The Story of Menstruation is a 1946 10-minute American animated film produced by Walt Disney Productions. It was commissioned by the International Cello-Cotton Company (now Kimberly-Clark) and was shown in a non-theatrical release to approximately 105 million American students in health education classes.  In 2015, it was selected for preservation in the National Film Registry.

History
It was part of a 1945 to 1951 series of films that Disney produced for American schools. Gynecologist Mason Hohn was hired as a consultant to ensure that the film was scientifically accurate. Hohn was hired to increase the likelihood that school doctors and nurses would allow the film to be shown. Hohn's involvement led to a stronger emphasis on biology than other marketing by ICCC. The Story of Menstruation increased its reputation when it received the Good Housekeeping Seal of Approval.

It was one of the first commercially sponsored films to be distributed to high schools. It was distributed with a booklet for teachers and students called Very Personally Yours that featured advertising of the Kotex brand of products, and discouraged the use of tampons, where the market was dominated by the Tampax brand of tampons from Tampax Inc.

In 2015, the United States Library of Congress selected the film for preservation in the National Film Registry, finding it "culturally, historically, or aesthetically significant."

*WHAT TO WORK ON*
1 - Answer these questions about the text on The Story of Menstruation:
(a) Which company commissioned the film?
(b) Who was hired as a consultant to make sure the film was scientifically accurate?
(c) What was the booklet distributed with the film called?
2 - Can you carry on the text on The Story of Menstruation, starting after its final sentence?
The data that comes next has no connection to the text on The Story of Menstruation.

*DATASET RECORDS*
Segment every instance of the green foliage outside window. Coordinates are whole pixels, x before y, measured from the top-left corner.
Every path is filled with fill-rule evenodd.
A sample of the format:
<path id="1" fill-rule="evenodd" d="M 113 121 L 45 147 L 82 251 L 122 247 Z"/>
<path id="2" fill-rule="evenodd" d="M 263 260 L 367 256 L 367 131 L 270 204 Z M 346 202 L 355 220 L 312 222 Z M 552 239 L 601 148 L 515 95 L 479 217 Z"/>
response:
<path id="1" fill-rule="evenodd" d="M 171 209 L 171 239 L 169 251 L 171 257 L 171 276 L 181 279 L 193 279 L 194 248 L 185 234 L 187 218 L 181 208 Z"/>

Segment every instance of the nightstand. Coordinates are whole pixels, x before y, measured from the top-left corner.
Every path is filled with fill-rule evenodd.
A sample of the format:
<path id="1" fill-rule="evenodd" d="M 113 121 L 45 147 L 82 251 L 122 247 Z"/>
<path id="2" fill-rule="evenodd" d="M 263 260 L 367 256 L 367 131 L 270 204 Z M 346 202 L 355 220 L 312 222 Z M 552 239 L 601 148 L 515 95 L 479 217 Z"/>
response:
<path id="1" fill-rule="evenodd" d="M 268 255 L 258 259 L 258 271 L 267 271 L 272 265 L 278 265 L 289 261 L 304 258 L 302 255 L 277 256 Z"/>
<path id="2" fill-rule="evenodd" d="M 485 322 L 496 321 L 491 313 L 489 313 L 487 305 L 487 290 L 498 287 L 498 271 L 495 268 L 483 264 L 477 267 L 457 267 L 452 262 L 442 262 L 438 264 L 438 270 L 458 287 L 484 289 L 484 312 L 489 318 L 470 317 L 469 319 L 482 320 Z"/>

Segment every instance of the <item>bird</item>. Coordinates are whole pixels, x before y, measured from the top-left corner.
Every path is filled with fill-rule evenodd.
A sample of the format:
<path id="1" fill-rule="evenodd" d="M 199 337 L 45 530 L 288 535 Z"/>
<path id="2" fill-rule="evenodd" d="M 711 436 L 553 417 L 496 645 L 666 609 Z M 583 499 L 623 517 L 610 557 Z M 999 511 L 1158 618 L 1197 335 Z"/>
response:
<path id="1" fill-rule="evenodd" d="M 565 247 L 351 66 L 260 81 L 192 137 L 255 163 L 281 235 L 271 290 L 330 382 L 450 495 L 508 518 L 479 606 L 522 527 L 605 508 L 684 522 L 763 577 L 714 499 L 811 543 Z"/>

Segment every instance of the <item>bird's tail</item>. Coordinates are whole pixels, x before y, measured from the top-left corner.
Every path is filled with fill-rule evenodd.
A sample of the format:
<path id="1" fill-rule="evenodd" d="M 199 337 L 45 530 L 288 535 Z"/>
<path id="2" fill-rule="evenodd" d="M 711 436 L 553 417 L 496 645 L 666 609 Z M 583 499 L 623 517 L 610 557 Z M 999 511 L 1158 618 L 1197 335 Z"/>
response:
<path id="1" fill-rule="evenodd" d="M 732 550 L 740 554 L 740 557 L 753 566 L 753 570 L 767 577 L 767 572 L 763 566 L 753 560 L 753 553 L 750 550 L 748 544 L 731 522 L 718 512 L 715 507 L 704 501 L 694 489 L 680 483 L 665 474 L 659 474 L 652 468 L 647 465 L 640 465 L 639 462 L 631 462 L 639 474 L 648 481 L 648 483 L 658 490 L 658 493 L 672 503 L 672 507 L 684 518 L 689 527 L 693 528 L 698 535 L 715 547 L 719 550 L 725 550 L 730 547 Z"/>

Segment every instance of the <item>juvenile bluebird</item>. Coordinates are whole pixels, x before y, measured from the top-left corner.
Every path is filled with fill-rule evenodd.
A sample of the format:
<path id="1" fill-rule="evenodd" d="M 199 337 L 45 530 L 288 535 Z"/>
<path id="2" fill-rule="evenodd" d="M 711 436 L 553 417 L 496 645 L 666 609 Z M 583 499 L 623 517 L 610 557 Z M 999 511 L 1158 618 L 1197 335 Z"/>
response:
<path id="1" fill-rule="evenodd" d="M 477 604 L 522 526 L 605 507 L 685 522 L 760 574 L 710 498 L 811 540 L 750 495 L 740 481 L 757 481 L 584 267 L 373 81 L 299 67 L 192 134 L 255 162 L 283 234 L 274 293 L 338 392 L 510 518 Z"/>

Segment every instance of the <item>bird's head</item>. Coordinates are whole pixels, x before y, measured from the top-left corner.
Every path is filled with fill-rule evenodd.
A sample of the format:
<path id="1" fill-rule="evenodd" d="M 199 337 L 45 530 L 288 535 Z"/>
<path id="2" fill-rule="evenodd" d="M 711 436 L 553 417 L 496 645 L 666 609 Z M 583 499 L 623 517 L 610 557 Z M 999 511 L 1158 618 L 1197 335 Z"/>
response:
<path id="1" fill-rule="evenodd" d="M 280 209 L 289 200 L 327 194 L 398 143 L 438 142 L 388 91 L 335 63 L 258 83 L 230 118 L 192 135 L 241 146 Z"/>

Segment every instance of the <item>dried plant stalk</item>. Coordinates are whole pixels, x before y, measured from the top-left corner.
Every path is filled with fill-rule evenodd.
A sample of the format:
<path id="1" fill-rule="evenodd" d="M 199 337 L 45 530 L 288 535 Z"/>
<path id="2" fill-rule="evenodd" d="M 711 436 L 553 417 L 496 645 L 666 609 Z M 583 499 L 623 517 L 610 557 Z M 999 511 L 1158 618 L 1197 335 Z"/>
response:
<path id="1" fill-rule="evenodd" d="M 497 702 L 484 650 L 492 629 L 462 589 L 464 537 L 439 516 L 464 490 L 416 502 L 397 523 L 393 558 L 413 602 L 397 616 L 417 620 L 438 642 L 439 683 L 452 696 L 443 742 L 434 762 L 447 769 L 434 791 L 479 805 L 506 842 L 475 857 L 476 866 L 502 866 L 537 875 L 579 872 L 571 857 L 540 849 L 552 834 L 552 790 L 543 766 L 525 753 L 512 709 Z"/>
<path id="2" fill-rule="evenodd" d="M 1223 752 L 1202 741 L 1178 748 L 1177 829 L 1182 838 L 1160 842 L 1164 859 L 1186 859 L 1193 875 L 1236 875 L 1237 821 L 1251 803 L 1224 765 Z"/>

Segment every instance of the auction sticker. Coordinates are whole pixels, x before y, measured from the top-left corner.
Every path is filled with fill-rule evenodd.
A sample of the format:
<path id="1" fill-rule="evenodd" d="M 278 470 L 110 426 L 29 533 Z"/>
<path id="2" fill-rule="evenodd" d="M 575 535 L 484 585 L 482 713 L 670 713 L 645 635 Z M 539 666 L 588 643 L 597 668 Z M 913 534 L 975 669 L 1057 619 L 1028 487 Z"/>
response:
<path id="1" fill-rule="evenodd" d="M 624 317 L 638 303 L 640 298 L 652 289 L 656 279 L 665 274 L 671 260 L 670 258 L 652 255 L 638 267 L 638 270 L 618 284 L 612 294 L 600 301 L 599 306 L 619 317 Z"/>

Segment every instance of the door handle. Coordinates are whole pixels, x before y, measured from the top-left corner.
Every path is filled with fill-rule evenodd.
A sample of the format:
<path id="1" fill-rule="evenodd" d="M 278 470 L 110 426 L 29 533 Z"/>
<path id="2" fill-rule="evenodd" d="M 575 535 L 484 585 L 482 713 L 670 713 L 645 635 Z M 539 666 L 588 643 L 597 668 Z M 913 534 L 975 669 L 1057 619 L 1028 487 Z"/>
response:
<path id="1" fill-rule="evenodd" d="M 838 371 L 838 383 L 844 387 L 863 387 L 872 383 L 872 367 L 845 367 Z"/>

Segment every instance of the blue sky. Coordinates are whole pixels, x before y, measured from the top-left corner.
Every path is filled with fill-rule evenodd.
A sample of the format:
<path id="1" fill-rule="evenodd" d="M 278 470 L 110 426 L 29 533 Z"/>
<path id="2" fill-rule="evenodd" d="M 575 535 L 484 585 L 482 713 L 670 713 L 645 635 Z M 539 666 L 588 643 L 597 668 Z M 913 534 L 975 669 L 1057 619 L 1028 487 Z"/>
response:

*TASK RESULTS*
1 -
(a) The International Cello-Cotton Company (now Kimberly-Clark).
(b) Gynecologist Mason Hohn.
(c) Very Personally Yours.

2 -
Plot

The film uses animated diagrams to detail the menstrual cycle. The film's narrator, who is not identified in the credits, informs the viewer that "there is nothing strange or mysterious about menstruation", and it shows women engaged in such activities as bathing, riding a horse, and dancing during their menstrual cycles. The film's narration by actress Gloria Blondell also provides advice to avoid constipation and depression, and to always keep up a fine outward appearance.

The Story of Menstruation is believed to be the first film to use the word "vagina" in its screenplay. Neither sexuality nor reproduction is mentioned in the film, and an emphasis on sanitation makes it, as Disney historian Jim Korkis has suggested, "a hygienic crisis rather than a maturational event".  The menstrual flow was depicted as snow white instead of blood red.

The film's copyright was renewed by Walt Disney Productions on December 3, 1973.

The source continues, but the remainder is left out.